> Supplied data:
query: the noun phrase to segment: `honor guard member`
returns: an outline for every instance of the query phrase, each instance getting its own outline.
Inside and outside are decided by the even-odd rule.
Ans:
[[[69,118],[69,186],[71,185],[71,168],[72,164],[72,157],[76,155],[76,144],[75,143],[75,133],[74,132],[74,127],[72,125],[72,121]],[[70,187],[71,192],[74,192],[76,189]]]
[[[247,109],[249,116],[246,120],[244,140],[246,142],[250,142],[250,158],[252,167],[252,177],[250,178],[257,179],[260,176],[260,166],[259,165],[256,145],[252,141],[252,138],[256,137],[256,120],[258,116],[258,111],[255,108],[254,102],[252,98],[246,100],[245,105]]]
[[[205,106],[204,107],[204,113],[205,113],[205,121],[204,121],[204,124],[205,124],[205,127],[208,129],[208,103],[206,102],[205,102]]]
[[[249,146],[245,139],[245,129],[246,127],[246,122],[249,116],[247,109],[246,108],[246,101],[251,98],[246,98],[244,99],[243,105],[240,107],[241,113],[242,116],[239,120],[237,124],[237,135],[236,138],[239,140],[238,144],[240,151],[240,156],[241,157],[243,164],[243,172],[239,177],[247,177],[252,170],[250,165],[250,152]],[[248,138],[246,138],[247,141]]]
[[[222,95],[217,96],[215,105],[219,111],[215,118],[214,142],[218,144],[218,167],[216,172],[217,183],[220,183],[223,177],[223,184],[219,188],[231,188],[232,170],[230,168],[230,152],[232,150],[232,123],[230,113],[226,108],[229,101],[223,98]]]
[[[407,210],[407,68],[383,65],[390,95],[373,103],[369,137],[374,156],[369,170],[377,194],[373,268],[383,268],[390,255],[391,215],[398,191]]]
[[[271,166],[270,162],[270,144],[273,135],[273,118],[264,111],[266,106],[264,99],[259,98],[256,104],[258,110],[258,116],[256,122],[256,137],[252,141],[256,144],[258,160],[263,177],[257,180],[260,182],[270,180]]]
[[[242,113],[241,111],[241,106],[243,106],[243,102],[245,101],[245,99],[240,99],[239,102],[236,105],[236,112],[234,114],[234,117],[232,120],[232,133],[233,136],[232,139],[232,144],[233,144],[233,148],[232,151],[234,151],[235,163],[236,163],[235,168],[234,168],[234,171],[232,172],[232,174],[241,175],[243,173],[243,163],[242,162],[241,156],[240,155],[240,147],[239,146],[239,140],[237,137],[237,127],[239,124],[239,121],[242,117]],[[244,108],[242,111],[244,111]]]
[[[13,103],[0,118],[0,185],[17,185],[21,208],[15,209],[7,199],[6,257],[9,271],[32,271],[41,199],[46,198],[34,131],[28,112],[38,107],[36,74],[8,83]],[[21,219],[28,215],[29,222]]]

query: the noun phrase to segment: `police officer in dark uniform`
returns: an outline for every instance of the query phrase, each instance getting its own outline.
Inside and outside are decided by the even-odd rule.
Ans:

---

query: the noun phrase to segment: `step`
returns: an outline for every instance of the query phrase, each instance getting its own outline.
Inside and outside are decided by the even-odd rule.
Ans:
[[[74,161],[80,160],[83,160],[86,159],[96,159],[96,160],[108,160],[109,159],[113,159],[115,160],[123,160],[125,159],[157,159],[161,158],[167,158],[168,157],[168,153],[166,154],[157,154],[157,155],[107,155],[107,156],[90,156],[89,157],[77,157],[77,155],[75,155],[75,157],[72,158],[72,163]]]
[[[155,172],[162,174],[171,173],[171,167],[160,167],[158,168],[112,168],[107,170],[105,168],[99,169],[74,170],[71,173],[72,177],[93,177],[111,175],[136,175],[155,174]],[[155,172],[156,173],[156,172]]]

* * *

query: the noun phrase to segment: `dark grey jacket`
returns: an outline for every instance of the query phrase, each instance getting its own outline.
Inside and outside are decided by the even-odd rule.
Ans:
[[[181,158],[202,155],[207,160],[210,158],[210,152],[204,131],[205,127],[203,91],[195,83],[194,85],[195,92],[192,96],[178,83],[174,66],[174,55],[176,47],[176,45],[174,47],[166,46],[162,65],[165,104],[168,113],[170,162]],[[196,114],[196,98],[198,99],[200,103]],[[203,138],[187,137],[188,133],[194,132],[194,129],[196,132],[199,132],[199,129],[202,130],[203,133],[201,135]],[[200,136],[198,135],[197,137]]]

> Goal: Find every line above that contains the word "dark" and copy each of those lines in full. Case counts, so only matches with the same capitalization qualify.

> Finished task:
query: the noun phrase to segment: `police officer in dark uniform`
query: the noun phrase to segment: `dark grey jacket`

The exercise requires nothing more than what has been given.